A block of data >>
* * * * * * * * *
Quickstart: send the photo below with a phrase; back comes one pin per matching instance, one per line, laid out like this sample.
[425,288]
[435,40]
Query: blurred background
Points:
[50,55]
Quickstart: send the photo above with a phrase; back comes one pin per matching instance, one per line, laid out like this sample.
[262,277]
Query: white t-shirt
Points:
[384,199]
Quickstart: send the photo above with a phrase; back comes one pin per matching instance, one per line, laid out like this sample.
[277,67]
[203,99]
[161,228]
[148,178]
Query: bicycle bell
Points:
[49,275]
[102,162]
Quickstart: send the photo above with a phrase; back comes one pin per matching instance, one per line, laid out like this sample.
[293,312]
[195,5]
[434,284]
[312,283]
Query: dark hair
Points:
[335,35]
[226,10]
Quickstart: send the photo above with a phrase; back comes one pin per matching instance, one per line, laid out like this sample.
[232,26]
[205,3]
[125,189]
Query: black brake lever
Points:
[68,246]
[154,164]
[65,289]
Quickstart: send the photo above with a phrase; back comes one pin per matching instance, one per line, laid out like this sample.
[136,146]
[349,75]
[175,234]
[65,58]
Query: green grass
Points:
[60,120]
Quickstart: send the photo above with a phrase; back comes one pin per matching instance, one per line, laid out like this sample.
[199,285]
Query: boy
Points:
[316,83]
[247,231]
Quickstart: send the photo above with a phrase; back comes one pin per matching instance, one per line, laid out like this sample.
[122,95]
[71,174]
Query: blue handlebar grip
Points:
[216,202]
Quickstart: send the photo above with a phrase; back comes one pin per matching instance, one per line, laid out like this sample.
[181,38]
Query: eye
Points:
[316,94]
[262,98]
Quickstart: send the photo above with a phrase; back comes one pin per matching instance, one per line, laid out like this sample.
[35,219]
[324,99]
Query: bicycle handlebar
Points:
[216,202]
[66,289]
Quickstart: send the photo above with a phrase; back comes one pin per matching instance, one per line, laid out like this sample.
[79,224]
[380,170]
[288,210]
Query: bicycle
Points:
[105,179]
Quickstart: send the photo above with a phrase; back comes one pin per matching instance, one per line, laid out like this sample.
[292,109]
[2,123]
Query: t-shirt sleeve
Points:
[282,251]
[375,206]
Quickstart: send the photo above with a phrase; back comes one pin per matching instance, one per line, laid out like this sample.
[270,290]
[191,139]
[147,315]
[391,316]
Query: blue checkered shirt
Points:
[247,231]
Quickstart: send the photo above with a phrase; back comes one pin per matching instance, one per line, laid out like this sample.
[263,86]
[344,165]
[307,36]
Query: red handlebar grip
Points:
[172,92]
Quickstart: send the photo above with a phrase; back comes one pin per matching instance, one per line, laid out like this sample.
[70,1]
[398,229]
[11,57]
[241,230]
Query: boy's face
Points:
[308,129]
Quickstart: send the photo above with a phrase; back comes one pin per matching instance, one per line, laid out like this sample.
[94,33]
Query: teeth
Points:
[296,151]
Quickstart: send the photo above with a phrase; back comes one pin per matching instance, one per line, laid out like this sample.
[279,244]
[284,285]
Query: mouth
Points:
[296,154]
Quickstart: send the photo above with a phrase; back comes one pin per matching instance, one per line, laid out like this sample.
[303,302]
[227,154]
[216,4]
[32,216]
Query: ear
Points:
* * * * * * * * *
Gather every line of the data above that contains the string "handlebar" and copy each of those lines in full.

CORRECT RESULT >>
Query: blue handlebar grip
Query: bicycle handlebar
Query: red handlebar grip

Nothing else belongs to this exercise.